= Task brief =
Can you write out all the entries below again, substituting "place a marker" for "pin a point" and leaving everything else unchanged? Leave the pictures out.

(Entries from a pointing dataset)
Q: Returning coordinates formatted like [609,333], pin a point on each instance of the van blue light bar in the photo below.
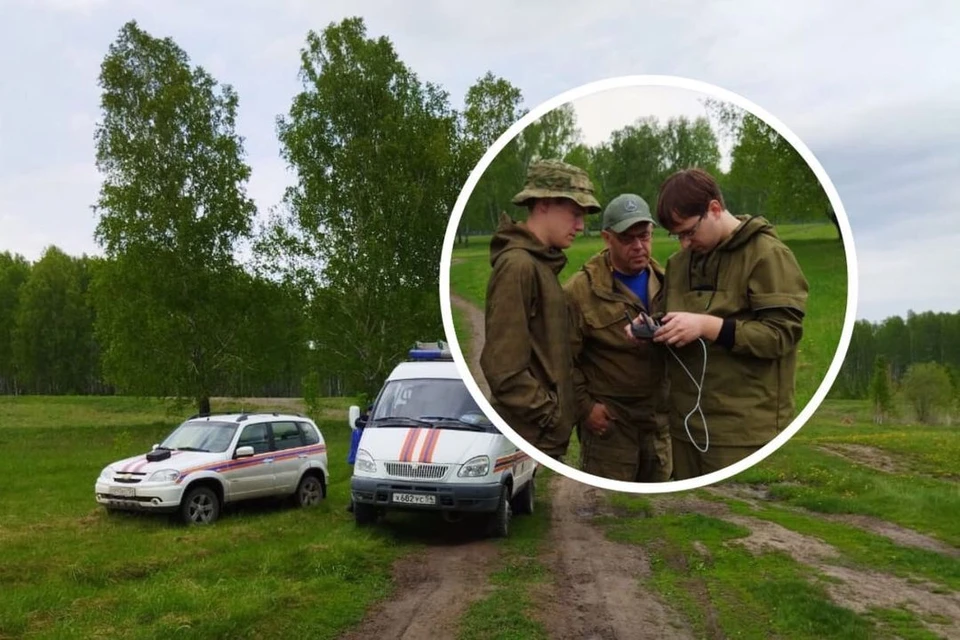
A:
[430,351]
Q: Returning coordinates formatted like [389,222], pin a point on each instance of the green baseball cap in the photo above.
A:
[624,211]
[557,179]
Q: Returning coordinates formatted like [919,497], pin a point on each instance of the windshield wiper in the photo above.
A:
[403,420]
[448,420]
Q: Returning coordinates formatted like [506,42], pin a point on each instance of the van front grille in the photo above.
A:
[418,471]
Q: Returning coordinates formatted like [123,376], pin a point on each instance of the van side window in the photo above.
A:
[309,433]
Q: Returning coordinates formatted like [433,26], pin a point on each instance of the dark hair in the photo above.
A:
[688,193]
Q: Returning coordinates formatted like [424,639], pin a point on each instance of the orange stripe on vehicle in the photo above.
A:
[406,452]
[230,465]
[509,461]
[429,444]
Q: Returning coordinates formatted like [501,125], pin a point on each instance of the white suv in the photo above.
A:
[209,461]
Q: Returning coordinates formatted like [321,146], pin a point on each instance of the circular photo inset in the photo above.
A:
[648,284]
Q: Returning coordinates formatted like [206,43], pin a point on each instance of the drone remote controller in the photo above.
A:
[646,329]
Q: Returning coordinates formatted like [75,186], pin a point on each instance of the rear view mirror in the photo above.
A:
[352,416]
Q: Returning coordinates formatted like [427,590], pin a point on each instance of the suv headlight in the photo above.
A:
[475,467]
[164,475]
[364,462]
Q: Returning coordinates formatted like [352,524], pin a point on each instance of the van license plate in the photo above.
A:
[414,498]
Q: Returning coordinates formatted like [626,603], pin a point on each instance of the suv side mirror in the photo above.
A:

= Problem solution =
Q: Returning coordinates formatted like [609,333], place a marker on each instance of the van blue light bar in the photo below.
A:
[430,351]
Q: Returning coordinates formatted like [389,222], place a marker on each instance of the green baseball cap in the photo above.
A:
[624,211]
[557,179]
Q: Returning coordinates formatted like [919,497], place a marker on each instance of the windshield wiper in the photo above.
A:
[403,420]
[448,420]
Q: Returning coordinates formatted like [506,42], place a marker on each instance of the van front grille in the photo above.
A:
[418,471]
Q: Returning coordinates formatted like [123,376], place a marker on each instance of the van side window in the photo above.
A:
[309,433]
Q: Returning coordinates formatted like [433,26], place a marker on each instance of the dark hair in the photo above.
A:
[688,193]
Q: Returning coordinates formatted like [424,639], place a marker on each instance of the orange stripe on vehicle in the photo above.
A:
[406,452]
[230,465]
[509,461]
[429,444]
Q: Returning coordinates formatted like [501,125], place a marker on each instance of the white suv in the photo above.
A:
[209,461]
Q: Returning coordinates formatted like [321,146], place a marker on each instance of the circular photo inset in the photo above.
A:
[648,284]
Q: Returning coordinates formatted like [206,43], place a marker on each instance of the drone remote controller in the photo above.
A:
[646,329]
Q: Returning coordinates formatted like [75,186], place a marker on each instance of the rear view mirror in the photo above.
A:
[352,416]
Q: Returning coordinates formatted like [427,590], place a marker on each instance of the suv headlight in the photo above.
A:
[475,467]
[164,475]
[364,462]
Q: Returning coordinates formatted like [352,524], place a marker on each instance of the van license plate in the photo above.
A:
[414,498]
Q: Returning coordinates formatted like [626,603], place a marker on each instance of the suv side mirror in the photo above.
A:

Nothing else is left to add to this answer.